◆ **PROVIDED INFORMATION**:
+--

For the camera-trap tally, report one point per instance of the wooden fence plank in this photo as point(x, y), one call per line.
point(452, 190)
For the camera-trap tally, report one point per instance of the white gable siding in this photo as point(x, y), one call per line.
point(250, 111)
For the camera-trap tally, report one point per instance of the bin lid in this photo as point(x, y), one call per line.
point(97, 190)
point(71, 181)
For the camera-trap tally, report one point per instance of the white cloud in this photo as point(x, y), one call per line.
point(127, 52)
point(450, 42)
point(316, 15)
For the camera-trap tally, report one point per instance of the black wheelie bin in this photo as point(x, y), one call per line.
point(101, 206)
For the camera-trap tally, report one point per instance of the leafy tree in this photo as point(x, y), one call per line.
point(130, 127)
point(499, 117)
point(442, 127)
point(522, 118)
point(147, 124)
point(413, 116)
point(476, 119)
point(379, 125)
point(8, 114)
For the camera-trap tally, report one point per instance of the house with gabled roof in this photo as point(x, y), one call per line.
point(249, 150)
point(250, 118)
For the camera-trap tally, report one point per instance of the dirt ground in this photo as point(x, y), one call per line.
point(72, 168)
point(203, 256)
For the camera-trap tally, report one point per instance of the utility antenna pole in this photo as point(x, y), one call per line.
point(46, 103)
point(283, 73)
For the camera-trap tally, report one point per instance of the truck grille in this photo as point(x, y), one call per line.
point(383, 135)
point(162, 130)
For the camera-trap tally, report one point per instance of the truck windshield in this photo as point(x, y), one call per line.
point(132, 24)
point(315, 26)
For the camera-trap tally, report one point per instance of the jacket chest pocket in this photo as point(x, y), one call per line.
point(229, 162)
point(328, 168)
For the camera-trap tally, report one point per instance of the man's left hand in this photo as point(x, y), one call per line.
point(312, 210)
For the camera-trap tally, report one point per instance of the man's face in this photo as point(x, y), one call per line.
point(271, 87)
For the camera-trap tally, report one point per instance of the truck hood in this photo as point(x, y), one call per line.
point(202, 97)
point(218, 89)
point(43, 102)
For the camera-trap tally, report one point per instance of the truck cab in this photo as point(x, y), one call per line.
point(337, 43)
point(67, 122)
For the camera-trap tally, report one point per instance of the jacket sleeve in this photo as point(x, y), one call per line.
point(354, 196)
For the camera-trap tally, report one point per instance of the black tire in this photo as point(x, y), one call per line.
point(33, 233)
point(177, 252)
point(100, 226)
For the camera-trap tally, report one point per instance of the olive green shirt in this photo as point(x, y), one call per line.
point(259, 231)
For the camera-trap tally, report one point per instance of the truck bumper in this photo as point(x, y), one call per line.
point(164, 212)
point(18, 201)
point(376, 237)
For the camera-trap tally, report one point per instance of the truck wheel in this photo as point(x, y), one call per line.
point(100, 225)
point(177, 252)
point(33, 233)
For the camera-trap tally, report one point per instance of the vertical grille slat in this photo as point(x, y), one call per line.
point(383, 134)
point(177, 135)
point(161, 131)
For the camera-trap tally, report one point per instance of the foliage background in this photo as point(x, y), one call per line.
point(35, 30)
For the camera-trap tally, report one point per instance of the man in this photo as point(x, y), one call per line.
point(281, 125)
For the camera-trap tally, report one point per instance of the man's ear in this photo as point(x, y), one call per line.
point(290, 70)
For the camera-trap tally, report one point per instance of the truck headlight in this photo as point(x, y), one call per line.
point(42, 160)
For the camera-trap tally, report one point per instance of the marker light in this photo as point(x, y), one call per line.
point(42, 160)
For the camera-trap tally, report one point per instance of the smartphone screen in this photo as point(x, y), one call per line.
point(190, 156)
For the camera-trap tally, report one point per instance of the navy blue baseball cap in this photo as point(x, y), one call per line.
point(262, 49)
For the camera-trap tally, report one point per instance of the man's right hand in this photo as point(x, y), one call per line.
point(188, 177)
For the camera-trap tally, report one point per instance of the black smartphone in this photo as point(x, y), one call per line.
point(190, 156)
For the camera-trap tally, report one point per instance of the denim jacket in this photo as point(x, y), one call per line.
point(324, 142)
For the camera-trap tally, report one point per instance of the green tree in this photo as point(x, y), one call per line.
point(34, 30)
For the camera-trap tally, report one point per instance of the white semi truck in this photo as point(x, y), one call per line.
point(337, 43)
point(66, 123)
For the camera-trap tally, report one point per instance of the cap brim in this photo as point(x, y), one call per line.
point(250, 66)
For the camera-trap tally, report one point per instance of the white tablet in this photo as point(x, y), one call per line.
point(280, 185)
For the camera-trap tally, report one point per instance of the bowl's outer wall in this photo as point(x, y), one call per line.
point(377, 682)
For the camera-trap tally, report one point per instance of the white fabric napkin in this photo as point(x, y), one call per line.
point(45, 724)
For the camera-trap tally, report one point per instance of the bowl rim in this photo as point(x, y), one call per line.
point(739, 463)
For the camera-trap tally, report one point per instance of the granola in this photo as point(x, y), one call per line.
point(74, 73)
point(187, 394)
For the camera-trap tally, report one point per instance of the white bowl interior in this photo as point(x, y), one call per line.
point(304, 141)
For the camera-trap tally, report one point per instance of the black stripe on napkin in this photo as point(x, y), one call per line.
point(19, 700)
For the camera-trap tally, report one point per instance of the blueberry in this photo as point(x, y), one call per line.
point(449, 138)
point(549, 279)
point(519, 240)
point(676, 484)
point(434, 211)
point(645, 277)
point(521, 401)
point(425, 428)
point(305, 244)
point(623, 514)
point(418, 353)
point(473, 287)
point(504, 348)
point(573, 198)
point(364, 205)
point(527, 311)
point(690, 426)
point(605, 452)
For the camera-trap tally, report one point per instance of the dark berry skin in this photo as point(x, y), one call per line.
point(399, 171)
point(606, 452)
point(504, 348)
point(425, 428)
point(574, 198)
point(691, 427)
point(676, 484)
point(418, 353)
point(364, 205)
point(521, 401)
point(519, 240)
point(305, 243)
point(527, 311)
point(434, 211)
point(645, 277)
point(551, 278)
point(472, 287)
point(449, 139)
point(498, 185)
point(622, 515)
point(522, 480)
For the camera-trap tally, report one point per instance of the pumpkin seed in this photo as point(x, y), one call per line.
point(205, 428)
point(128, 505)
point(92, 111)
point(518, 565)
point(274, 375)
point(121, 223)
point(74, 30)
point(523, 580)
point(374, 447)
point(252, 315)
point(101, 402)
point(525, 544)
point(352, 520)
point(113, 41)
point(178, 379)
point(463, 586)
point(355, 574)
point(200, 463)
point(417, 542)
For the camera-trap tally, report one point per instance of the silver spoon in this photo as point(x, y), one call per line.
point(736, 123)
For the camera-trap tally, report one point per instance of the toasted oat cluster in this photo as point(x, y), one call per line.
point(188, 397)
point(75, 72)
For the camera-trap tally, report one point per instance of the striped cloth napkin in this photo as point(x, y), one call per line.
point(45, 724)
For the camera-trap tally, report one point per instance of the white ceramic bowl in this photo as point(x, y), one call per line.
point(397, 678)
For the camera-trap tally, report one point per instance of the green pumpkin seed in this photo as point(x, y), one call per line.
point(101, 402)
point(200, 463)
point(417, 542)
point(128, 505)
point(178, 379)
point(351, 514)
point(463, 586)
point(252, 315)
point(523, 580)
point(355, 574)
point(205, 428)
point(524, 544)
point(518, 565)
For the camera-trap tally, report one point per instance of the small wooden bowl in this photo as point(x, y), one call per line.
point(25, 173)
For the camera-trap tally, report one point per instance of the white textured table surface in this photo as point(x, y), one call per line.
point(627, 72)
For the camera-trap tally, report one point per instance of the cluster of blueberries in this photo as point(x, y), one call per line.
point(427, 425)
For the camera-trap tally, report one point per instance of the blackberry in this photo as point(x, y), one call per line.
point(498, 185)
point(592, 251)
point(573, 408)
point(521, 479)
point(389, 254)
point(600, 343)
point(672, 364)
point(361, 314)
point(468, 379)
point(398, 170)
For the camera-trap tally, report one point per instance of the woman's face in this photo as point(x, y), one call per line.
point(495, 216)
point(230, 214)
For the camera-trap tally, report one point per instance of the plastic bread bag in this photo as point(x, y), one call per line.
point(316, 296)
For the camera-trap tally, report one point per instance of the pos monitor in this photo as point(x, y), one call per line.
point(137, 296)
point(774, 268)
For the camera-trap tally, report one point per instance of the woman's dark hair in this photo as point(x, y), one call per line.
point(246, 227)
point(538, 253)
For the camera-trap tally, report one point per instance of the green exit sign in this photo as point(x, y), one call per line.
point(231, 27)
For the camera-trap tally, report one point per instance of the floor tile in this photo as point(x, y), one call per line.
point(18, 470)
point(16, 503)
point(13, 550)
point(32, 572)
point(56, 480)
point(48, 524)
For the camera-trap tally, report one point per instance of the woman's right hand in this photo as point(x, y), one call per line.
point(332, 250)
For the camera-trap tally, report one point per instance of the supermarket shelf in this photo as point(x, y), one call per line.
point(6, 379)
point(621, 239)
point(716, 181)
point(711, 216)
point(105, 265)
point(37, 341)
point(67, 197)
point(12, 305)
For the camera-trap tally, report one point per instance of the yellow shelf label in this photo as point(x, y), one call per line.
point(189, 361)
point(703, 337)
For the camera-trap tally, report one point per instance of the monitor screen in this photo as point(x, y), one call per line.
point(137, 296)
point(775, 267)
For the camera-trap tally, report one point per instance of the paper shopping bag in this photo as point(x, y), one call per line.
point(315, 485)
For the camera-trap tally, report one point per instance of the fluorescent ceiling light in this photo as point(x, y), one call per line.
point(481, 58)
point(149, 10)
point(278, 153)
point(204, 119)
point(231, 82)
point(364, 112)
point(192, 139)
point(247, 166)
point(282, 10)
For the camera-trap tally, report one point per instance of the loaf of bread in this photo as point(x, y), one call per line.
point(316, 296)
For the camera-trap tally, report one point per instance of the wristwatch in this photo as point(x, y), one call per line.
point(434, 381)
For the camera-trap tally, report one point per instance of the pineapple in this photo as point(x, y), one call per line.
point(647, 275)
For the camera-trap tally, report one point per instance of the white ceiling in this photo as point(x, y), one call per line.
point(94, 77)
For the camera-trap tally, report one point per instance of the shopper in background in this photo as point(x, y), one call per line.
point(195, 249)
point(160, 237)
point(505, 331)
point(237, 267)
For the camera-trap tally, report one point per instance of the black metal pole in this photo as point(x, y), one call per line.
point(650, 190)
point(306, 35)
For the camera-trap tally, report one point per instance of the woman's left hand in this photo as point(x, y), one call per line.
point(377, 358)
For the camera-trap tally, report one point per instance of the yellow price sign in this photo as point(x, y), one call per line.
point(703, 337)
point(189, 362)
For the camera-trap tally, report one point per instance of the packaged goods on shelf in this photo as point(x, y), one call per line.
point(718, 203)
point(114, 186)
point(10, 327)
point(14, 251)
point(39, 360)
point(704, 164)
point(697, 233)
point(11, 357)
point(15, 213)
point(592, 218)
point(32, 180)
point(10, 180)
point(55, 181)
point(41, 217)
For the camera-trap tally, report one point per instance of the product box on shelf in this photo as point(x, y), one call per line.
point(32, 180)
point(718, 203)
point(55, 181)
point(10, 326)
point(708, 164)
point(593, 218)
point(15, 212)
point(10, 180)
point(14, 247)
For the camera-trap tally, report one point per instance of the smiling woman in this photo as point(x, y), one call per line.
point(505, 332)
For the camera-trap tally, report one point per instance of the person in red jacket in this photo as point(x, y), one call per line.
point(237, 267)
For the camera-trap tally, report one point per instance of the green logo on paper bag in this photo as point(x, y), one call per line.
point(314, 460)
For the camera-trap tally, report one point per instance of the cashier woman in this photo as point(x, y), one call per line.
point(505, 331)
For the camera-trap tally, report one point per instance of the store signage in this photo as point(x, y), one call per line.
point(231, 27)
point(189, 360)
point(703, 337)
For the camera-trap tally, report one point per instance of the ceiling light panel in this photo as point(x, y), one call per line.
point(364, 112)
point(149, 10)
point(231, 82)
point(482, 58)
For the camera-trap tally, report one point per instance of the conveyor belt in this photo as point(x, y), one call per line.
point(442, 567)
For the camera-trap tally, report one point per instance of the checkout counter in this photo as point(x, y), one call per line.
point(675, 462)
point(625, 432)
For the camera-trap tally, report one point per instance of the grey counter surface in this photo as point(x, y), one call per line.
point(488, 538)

+--

◆ **REQUIRED ACTION**:
In the answer, return exactly the lines from the line containing "of the checkout" to the end of the records above, and no others.

◆ **OUTPUT BELOW**:
For the camera-trap tally, report one point per instance of the checkout counter in this photo as point(x, y), one call per line.
point(675, 462)
point(625, 432)
For the camera-trap tally, report one point per instance of the grey counter surface in this photo as point(x, y), one call per line.
point(488, 538)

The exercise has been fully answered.